#### Given task
Count the lines in the material below that contain the word "black", where case counts. Reply with the number alone.

(Saved data entries)
────────────────────────────────────────

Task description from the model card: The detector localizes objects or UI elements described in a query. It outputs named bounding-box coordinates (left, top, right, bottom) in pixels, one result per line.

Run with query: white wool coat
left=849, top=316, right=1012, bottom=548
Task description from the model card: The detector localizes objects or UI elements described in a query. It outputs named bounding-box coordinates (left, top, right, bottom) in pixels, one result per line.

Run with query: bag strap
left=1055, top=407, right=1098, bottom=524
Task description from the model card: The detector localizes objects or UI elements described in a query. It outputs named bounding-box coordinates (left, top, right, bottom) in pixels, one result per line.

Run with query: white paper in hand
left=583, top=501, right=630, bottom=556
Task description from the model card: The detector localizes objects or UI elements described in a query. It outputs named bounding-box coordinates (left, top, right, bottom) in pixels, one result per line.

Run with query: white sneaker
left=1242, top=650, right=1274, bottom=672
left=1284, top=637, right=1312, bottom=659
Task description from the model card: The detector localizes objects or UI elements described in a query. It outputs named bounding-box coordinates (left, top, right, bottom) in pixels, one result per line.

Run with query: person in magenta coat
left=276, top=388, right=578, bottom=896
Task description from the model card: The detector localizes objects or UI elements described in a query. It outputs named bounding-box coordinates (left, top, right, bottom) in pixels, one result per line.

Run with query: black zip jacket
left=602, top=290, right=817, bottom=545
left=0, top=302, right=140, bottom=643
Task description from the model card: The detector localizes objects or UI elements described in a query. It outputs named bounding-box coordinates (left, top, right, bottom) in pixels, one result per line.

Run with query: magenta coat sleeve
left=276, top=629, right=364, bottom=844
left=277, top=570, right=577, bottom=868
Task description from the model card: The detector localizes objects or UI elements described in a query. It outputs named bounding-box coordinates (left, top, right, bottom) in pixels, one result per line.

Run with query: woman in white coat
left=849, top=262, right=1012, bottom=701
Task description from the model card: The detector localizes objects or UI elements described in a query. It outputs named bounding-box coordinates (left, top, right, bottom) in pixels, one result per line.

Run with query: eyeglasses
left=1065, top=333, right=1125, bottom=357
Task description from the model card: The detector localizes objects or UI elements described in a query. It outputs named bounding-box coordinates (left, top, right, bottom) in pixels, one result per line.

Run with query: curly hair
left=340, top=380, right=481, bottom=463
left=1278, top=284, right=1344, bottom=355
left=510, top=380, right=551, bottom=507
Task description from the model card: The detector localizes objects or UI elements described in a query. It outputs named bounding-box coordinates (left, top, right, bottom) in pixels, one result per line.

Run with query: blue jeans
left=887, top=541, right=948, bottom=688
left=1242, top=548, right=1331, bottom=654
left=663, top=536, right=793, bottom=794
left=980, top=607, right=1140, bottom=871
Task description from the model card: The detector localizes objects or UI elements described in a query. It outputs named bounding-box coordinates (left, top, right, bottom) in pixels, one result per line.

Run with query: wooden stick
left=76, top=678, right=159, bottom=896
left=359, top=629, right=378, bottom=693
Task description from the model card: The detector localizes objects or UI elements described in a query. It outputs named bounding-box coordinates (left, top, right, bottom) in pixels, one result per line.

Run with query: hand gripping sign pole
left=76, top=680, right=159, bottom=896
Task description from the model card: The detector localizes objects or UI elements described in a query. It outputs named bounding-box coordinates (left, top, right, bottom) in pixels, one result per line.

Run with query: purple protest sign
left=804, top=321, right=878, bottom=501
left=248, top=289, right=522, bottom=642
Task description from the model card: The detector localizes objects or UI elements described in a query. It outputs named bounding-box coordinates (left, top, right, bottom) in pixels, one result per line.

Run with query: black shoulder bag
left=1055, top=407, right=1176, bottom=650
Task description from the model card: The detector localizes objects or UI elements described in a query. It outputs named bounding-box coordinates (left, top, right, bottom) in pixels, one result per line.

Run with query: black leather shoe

────────────────────────────────────────

#### Final result
3